**Required actions:**
- a) In the passage on vulnerability reports and fuzzing, how many confidentially reported vulnerabilities came in over the last three weeks or so?
- b) Repeat the section of the passage on vulnerability reports and fuzzing starting with "So that's around" and going on through "different!) external ones.".

Yeah, so in the last ~3 weeks, we've had 17 confidentially reported vulnerabilities (3 of which are published and in the releases we did at the beginning of July, 9 of which are still not "published" because we haven't done releases that contain the patches, and 5 more that I closed after convincing the reporter that they weren't really exploitable).

In that time, the patches containing fixes include: 42 PRs merged (holy cow!), 8 PRs still currently in review, and probably another 4 or so that I still haven't submitted PRs for yet because they need to be "on top of" other PRs still in flight.

So that's around 54 or so PRs, of which, as I said, 17 were the direct result of the external reporting, leaving 37 found as a result of my own fuzzing harness that is the subject of this PR we are discussing right now. In other words, despite having a heavy period of external reporting, most of the activity you've been seeing has been the result of our own fuzzing. I was trying to fix all I could before it was externally found, when right in the middle of that there was a big bunch of (totally different!) external ones.

I think that one or two of the externally reported problems were ones where I had just found the same bug with my fuzzing and already had a patch. Nice coincidence. But that was a small minority. And once I patched the other externally reported ones, of course they were no longer available for the fuzzer to stumble across, so it's hard to evaluate whether I would have found those very same bugs in fairly short order with my own fuzzer.

**Input data:**

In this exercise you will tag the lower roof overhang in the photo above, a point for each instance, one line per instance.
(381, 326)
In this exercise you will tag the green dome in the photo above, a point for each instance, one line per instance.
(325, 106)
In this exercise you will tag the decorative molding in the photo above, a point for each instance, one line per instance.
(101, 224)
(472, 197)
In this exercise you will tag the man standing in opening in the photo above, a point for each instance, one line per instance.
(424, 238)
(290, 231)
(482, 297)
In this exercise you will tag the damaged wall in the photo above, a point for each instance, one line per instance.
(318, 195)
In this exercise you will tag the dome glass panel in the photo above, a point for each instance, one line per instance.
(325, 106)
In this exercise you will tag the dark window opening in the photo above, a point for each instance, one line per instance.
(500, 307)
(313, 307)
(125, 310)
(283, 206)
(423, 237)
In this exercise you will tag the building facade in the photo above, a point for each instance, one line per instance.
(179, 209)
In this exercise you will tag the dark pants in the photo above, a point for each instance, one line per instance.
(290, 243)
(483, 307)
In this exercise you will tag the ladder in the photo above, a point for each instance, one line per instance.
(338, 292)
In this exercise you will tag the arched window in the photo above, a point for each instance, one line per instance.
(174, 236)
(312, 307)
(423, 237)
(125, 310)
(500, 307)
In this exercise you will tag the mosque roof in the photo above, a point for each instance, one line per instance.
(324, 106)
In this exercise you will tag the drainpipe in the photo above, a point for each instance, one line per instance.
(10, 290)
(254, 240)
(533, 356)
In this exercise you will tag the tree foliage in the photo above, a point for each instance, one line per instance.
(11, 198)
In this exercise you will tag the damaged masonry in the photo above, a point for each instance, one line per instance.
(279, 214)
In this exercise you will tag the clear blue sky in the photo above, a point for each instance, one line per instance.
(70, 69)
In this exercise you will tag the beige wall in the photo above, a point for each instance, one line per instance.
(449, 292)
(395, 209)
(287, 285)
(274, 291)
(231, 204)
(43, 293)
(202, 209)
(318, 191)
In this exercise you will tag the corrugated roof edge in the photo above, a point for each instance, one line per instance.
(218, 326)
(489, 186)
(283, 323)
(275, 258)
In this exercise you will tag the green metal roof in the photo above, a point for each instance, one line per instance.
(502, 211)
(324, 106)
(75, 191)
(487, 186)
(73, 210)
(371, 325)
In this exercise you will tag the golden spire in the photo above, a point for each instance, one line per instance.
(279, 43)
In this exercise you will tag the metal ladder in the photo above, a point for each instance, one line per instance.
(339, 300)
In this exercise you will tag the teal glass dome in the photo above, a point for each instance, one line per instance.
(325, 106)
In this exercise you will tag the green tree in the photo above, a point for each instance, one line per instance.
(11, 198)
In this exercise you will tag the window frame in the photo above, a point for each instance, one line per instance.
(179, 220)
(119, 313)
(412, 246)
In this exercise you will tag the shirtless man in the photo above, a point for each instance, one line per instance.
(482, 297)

**Responses for each task:**
- a) 17

- b)
So that's around 54 or so PRs, of which, as I said, 17 were the direct result of the external reporting, leaving 37 found as a result of my own fuzzing harness that is the subject of this PR we are discussing right now. In other words, despite having a heavy period of external reporting, most of the activity you've been seeing has been the result of our own fuzzing. I was trying to fix all I could before it was externally found, when right in the middle of that there was a big bunch of (totally different!) external ones.